_Texte étudié_.
^^^^
Dianthus carthusianorum

Oeillet des Chartreux

Dans une autre chronique consacrée à l’œillet des Chartreux, une espèce typique des pelouses herbacées, nous avons vu qu’il dépendait des papillons de jour pour sa pollinisation avec quelques problèmes à la clé du fait de cette spécialisation relative. Mais cet œillet rencontre un autre problème au cours de son cycle de vie : celui de la dispersion, i.e. de la capacité de ses graines à voyager au loin de manière à coloniser de nouveaux espaces libres et à éviter la consanguinité en vase clos. Ses graines ne disposent a priori d’aucun dispositif particulier adapté à une dispersion efficace : pas d’aigrettes de poils plumeux comme chez la porcelle enracinée (voir la chronique) permettant une dispersion par le vent ; pas d’appendices charnus attirant les fourmis comme chez la chélidoine (voir la chronique) ; pas de crochets ou de poils ou d’arêtes permettant de s’accrocher efficacement dans la toison des ongulés qui pâturent (voir la chronique sur l’exemple typique du marrube) … Autrement dit, les graines ont toutes les chances de tomber depuis les capsules mûres dans un rayon de … un petit mètre de la plante mère ! Pas de quoi aller coloniser un autre milieu favorable distant. Il existe cependant une solution ancienne à ce problème qui limite la dynamique et le maintien à long terme de l’œillet des Chartreux : recourir, comme autrefois, à des troupeaux de moutons qui parcourent ces espaces de pelouses.

Fragmentation

Sur cette butte calcaire au centre de l’image, subsiste une pelouse herbacée riche mais très enclavée entre cultures et ville (Limagne d’Auvergne)

En Bavière (1), on a réussi à conserver un ensemble de pelouses calcaires au milieu d’un paysage essentiellement agricole et forestier comme dans le reste de l’Europe centrale et occidentale. Ces milieux, riches en biodiversité du fait notamment de l’absence d’intrants tels que engrais ou pesticides, ont été entretenus depuis des siècles par le pâturage et sont donc des milieux semi-naturels. Elles ont connu un fort déclin avec l’abandon du pâturage ovin à partir du début du 20ème siècle, la seule pratique agricole susceptible de valoriser économiquement un tel environnement. Ces pelouses ont alors soit été mises en culture, soit urbanisées (elles sont souvent sur des coteaux bien exposés) ou soit abandonnées ; dans ce dernier cas, la végétation ligneuse s’installe rapidement en l’absence des moutons-tondeuses naturelles et fait disparaître la faune et la flore associées à ces milieux. Ainsi en Bavière, la surface de pelouses calcaires est passée de 970 hectares en 1830 à 300 en 1990.
^^^^
_Jeu de données_.
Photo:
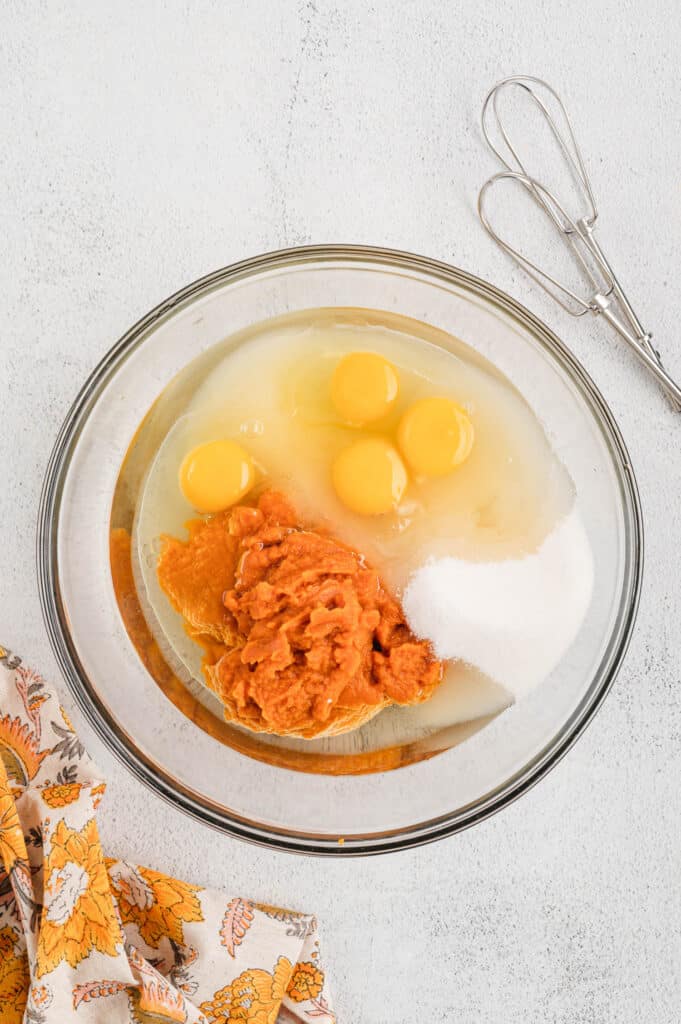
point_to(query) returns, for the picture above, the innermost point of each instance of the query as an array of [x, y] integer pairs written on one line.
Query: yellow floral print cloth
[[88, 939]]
^^^^
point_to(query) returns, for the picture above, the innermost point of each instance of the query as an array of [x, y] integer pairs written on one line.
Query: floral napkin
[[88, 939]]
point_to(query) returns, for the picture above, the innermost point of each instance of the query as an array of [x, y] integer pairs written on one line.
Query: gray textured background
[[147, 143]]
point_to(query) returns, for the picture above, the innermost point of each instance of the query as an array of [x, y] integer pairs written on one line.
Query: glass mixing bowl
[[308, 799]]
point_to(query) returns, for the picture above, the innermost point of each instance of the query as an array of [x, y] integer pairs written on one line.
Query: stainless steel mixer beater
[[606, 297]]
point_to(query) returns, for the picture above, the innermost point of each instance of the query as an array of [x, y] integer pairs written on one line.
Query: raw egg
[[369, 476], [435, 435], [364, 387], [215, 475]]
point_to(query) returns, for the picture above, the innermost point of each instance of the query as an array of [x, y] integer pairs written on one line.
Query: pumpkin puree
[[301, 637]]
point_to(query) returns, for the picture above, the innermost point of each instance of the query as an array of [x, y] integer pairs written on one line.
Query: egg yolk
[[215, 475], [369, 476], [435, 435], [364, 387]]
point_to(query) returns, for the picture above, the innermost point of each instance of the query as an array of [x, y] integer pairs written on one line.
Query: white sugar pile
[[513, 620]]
^^^^
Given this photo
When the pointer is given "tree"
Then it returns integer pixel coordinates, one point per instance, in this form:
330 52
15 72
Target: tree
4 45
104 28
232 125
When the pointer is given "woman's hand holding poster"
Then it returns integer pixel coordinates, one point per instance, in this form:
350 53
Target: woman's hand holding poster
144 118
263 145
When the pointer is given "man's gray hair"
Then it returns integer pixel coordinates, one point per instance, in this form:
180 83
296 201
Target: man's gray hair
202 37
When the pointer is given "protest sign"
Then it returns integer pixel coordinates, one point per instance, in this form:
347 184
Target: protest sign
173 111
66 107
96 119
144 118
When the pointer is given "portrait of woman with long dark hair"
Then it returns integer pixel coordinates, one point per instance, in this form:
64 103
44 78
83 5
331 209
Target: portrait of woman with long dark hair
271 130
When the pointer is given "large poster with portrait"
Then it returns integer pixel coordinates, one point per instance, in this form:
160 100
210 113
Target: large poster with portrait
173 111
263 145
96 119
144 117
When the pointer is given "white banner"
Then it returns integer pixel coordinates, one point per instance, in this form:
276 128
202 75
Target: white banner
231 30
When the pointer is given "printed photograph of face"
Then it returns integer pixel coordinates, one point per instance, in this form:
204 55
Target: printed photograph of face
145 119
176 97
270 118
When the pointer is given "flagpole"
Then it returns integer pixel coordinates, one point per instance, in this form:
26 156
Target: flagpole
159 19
^^^^
_Consigne_. Recopiez tout ce qui va de « Fragmentation » jusqu'à « ville (Limagne d’Auvergne) » dans le texte sur l'œillet des Chartreux, en remplaçant « butte calcaire » par « colline calcaire ».

_Corrigé_.
Fragmentation

Sur cette colline calcaire au centre de l’image, subsiste une pelouse herbacée riche mais très enclavée entre cultures et ville (Limagne d’Auvergne)